3.1. Physical Cross-Linking Method

The physical cross-linking method is mainly based on hydrogen bonding, crystallization, and van der Waals forces to obtain hydrogels with a three-dimensional network structure [48]. Its operation is simple, but the reversible connection between the chains means that heat will return the gel the solution state [49]. Su et al. heated cellulose, carrageenan, and titanium dioxide in 1-ethyl-3-methylimidazole acetate solution, then cooled and washed it to obtain hydrogel photocatalytic membranes by hydrogen bonding [50].

3.2. Chemical Cross-Linking Method

The chemical cross-linking method uses covalent bonds between molecules to form hydrogels with desirable stable structures and mechanical strength. This method is accessible using a broad range of monomers and mild conditions, usually with cross-linking agents such as acrylic acid, polyethylene glycol, ammonium persulfate, polyethyleneimine, etc. Su et al. used ammonium persulfate to generate free radicals in cellulose, which cross-linked with acrylic acid (AA) and acrylamide (AM). Meanwhile, the Cu source was added and freeze-dried to gain Cu2O/cellulose-based aerogels. The adsorption of large amounts of molecular oxygen at the surface of aerogels promotes the separation of Cu2O photoelectrons and holes, thus enhancing the catalytic activity [51].

RECORD SET
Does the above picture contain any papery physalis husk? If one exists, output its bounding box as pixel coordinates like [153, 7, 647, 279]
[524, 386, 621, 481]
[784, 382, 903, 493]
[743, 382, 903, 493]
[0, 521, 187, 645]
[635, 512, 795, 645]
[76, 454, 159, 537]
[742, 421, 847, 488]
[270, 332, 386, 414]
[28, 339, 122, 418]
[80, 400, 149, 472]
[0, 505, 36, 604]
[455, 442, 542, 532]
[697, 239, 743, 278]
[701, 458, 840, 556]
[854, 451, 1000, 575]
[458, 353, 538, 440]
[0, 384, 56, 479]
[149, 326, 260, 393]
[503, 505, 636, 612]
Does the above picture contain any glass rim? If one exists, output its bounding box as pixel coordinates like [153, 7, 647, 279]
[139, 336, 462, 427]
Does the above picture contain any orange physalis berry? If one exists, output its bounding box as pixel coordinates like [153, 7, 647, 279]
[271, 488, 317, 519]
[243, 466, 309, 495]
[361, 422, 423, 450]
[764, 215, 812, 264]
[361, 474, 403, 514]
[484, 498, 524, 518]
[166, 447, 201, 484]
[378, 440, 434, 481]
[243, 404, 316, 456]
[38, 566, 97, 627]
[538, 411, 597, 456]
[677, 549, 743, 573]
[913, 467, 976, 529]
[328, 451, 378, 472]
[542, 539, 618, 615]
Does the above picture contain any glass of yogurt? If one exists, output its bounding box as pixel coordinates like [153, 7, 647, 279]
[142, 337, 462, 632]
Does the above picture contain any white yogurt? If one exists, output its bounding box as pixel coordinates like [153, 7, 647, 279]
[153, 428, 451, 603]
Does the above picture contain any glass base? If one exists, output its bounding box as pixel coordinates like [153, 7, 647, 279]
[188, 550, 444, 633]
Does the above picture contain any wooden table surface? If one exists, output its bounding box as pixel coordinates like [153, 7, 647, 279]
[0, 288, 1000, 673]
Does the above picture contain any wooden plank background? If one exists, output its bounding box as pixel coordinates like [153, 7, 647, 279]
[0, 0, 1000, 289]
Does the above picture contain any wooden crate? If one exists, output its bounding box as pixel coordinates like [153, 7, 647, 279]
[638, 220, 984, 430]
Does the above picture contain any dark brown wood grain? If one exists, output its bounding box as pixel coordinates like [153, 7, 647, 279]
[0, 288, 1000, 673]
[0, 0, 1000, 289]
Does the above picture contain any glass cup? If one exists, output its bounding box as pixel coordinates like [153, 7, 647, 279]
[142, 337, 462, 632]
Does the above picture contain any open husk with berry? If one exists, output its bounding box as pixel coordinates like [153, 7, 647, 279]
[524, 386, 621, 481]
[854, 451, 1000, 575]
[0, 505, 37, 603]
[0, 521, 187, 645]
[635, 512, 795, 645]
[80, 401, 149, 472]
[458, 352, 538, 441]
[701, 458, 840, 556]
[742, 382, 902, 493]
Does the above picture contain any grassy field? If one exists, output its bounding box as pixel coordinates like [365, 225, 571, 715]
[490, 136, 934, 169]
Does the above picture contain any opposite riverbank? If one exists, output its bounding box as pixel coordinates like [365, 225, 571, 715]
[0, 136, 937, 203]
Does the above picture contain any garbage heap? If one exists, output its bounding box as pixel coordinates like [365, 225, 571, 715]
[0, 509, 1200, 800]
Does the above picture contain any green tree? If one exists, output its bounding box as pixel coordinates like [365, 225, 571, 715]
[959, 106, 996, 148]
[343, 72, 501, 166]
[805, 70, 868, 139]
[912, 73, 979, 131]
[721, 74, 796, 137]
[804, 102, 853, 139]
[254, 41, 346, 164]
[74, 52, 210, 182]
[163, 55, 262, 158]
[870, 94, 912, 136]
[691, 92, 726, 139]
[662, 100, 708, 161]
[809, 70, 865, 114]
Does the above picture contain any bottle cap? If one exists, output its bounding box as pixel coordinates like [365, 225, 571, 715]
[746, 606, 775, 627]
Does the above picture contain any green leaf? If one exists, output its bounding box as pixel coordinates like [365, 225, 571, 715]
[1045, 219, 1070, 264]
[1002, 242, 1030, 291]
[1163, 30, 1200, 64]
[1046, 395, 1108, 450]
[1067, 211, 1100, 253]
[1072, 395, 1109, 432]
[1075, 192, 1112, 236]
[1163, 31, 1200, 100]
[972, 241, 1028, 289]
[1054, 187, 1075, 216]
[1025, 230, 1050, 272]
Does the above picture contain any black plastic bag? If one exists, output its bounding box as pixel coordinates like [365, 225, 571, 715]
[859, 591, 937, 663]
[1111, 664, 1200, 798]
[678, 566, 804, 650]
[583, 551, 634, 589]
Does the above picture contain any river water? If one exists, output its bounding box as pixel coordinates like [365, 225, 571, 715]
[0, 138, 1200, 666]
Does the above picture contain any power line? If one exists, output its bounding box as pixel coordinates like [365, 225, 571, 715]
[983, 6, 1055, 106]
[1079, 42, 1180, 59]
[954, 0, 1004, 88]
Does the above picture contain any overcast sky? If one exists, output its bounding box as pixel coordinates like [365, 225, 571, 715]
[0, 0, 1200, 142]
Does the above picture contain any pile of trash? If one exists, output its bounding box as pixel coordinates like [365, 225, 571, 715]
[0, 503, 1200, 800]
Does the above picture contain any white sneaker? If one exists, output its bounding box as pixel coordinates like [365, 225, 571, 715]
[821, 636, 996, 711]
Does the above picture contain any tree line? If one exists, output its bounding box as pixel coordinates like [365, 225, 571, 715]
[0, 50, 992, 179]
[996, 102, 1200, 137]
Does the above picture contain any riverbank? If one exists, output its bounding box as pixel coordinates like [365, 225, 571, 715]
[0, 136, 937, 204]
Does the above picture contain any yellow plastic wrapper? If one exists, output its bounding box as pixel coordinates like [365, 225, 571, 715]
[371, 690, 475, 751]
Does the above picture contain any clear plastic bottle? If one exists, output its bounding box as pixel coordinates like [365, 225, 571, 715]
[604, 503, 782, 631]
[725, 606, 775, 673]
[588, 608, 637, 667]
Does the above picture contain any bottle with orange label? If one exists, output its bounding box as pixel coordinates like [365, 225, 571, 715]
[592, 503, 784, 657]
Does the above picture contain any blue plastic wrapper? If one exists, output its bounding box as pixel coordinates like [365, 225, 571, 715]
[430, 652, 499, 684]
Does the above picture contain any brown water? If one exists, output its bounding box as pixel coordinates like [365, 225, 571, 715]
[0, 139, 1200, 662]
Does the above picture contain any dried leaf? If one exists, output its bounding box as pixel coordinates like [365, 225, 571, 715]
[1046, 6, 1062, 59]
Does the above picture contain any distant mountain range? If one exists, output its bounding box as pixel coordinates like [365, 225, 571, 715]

PROBLEM
From the text on hydrogel cross-linking methods, write out word for word the part starting with "3.1. Physical Cross-Linking" and going on through "hydrogen bonding [50].".

EXPECTED ANSWER
3.1. Physical Cross-Linking Method

The physical cross-linking method is mainly based on hydrogen bonding, crystallization, and van der Waals forces to obtain hydrogels with a three-dimensional network structure [48]. Its operation is simple, but the reversible connection between the chains means that heat will return the gel the solution state [49]. Su et al. heated cellulose, carrageenan, and titanium dioxide in 1-ethyl-3-methylimidazole acetate solution, then cooled and washed it to obtain hydrogel photocatalytic membranes by hydrogen bonding [50].